___ ARTICLE

Photos by Sean Finnan

Earlier this year, Felipe Kussik peeked through a few of the windows along Grove Park.

He was curious about the wave of renovations that seemed to be happening. Old fabric blinds were being stripped out and replaced with IKEA-looking ones. “They look good in pictures, I think,” he says.

Some apartments had beds suspended from the ceiling. But it was the size of the flats that struck him most. “They’re getting smaller. The flats are getting smaller,” he said, over coffee early on Monday morning at the Grove Road café.

Others on the road have noticed changes on the old red-brick street, too. “There’s just so much going on building-work wise this year,” says Cheree Broughton. “Like, I’m living here three years and I’ve never seen as much activity as I have the last few months.”

On Monday on Grove Park, there were new white blinds pulled down at number 8, and scaffolding on the house at the bend in the road at number 61, where several builders were at work.

Outside the impressive Kensington Lodge, the first house on the right as you enter Grove Park from the Rathmines Road there was a full skip, draped with a carpet. Further up, the grouting looked fresh at numbers 36 and 38.

Next door, boarding surrounds number 34, the scene of a fire last September in which a man died. It reads “O’Connor Shannon”. Similar boarding has appeared outside number 82.

Coleman Connor of O’Connor Shannon said it has helped with two sales on the street recently.

The little street, long a cluster of affordable homes hosting students, artists and hardworking families, seems to be in the process of a change that is transforming it into a different kind of neighbourhood.

Peter Dooley of the Dublin Renters’ Union, a tenants’ advocacy group active in Rathmines, says that there has been a wave of renovations and many residents are having to move out of the area.

______
___ MATERIAL SHOWN

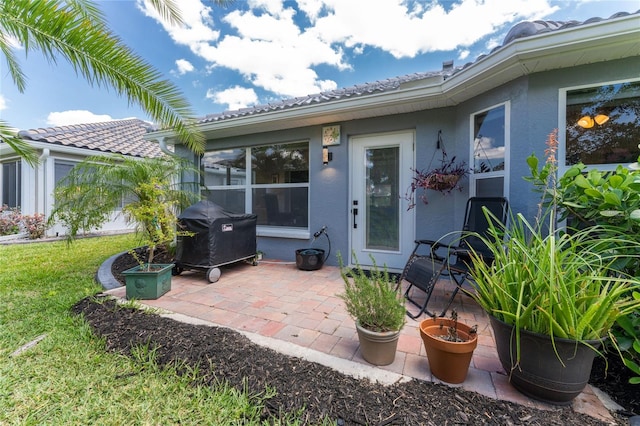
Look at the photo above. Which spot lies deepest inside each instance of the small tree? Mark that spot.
(95, 188)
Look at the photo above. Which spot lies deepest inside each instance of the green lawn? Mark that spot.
(68, 378)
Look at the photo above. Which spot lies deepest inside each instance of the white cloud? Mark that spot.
(388, 25)
(197, 27)
(236, 97)
(67, 118)
(270, 49)
(184, 66)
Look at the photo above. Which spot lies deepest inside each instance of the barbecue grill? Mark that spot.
(212, 237)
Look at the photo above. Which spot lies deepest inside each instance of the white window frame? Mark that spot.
(19, 181)
(249, 186)
(562, 125)
(474, 177)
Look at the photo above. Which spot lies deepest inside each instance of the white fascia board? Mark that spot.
(318, 113)
(56, 148)
(521, 57)
(591, 43)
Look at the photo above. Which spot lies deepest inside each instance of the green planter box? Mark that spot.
(143, 284)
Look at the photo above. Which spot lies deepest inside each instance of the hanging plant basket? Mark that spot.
(444, 178)
(442, 182)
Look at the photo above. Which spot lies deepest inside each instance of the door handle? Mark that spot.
(355, 213)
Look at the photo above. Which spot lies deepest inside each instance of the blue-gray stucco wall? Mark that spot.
(534, 113)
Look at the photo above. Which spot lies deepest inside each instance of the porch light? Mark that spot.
(586, 122)
(326, 155)
(601, 119)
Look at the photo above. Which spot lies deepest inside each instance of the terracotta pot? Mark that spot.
(541, 374)
(378, 348)
(449, 361)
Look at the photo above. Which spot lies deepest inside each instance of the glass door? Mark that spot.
(380, 223)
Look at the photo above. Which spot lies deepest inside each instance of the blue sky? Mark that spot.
(257, 51)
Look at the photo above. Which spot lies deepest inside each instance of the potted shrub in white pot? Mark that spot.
(552, 297)
(373, 301)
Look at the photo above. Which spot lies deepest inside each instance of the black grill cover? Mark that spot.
(220, 237)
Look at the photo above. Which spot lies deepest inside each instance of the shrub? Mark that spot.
(35, 225)
(9, 220)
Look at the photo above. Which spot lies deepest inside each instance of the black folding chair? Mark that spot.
(432, 259)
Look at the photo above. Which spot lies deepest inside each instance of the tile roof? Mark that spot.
(118, 136)
(520, 30)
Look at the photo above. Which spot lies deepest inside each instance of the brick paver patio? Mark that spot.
(278, 301)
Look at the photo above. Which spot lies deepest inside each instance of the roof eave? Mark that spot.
(580, 45)
(585, 44)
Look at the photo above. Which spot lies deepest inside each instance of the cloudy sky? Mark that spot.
(259, 51)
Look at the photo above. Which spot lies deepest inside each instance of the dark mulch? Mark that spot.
(223, 354)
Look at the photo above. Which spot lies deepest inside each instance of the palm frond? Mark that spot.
(18, 77)
(21, 147)
(79, 34)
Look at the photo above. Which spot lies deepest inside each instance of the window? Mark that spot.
(489, 152)
(602, 124)
(270, 181)
(12, 183)
(61, 170)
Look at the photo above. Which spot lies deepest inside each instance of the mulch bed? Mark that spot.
(223, 354)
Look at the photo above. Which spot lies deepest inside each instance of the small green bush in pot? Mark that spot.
(373, 300)
(564, 285)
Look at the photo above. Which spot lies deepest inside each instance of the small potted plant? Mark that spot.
(94, 188)
(156, 221)
(449, 345)
(373, 301)
(444, 178)
(552, 296)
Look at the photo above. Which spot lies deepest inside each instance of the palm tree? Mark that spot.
(77, 31)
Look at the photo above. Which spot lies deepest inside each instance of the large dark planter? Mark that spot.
(148, 284)
(448, 361)
(378, 348)
(541, 374)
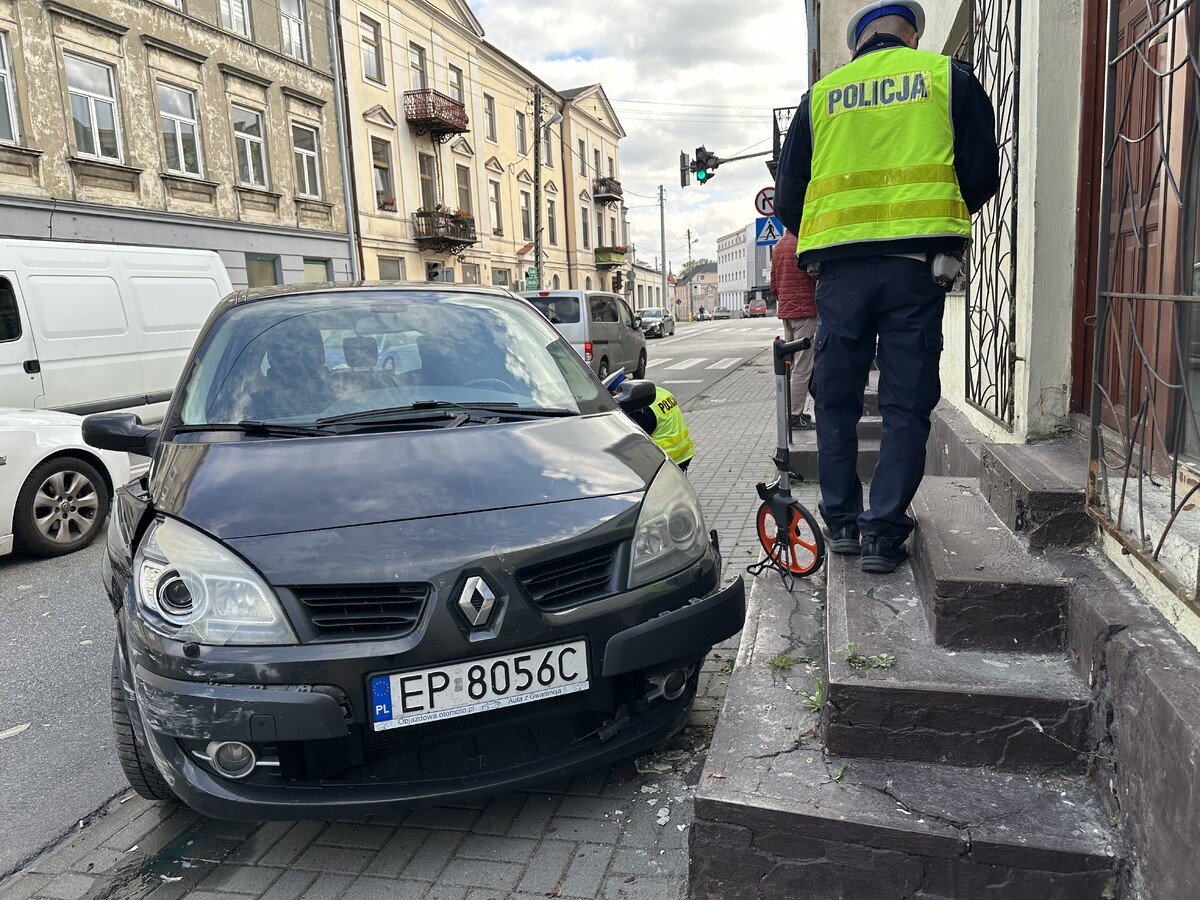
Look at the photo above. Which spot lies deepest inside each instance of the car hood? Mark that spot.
(249, 487)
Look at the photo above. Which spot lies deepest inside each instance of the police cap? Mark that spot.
(909, 9)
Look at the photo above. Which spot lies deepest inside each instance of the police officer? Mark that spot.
(885, 162)
(664, 421)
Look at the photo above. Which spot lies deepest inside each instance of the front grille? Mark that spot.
(347, 612)
(577, 579)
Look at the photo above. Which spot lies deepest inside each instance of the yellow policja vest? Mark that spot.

______

#### SET TASKS
(A) List every house number on Grove Park that the Grove Park article mentions.
(B) According to the Grove Park article, what happened at number 34 last September?
(C) Please write the next part of the Grove Park article, following on from its final sentence.

#### THE REPLIES
(A) 8, 61, 36, 38, 34, 82

(B) There was a fire in which a man died.

(C)
“They’re being moved beyond their community and being replaced beyond their network,” he says.

Conditions and Evictions

Dooley says the Dublin Renters’ Union has dealt with some evictions in the neighbourhood – although its unclear if they are related to the refurbishment works.

In June 2018, the Residential Tenancies Board awarded €6,000 to tenants at 16 Grove Park, after the landlord, Michael Ryan, breached their right to peaceful occupation and also didn’t keep up the property.

Chantelle Bentley, who lived at number 56 with six others in a red-brick Georgian house between mid-2016 and January 2018, says they got swept up in the changes. It “has turned into a monopoly board”, she says.

Her landlord went into bankruptcy and the house went on the market. “The new landlord said we wouldn’t have any issues but it became obvious that we’d be evicted,” she said.

They got a couple of letters after that, about a rent rise and about a problem with dry rot. “The eviction letter came after that,” she said.

While there are rumours around who has snapped up many of the properties, new owners don’t seem to be listed yet on the online land registry, or at the Registry of Deeds. (They have six months to register, by law.)

But the Property Price Register has logged several properties changing hands recently on the street. In August, 71 Grove Park was sold, while numbers 15 and 82 were sold back in May. Towards the end of last year, numbers 54 and 56 were sold, too.

A little further towards town, there is a row of sold signs from the letting agent Connor O’Shannon, saying that it is looking for further “pre-63” properties – properties which were subdivided before the 1963 building regulations made conversion of these tall houses into flats illegal without planning permission.

Dooley says that investment in these pre-63 properties means that longer-term tenants are having to leave – many don’t choose to challenge notices to quit.

“It’d be great to have better accommodation and refurbishment but keep the tenancies,” Dooley says. “That’s why rent pressure zones are not working, with so many loopholes the rents were supposed to be capped at 4 percent but it’s actually going up 13 percent, pushing precarious workers out of the city.”

Coleman of O’Connor Shannon says its policy is to recommend that existing tenancies stay. For the two properties in Grove Park, one was uninhabitable when it was sold, and for the other the tenants were kept, he says.

Multi-unit properties, like many of those in Grove Park are routinely bought by families who want to refurbish them into single family homes, and private or corporate investors looking to keep them as multi-unit homes, he said. “The very large houses tending to remain in units long term.”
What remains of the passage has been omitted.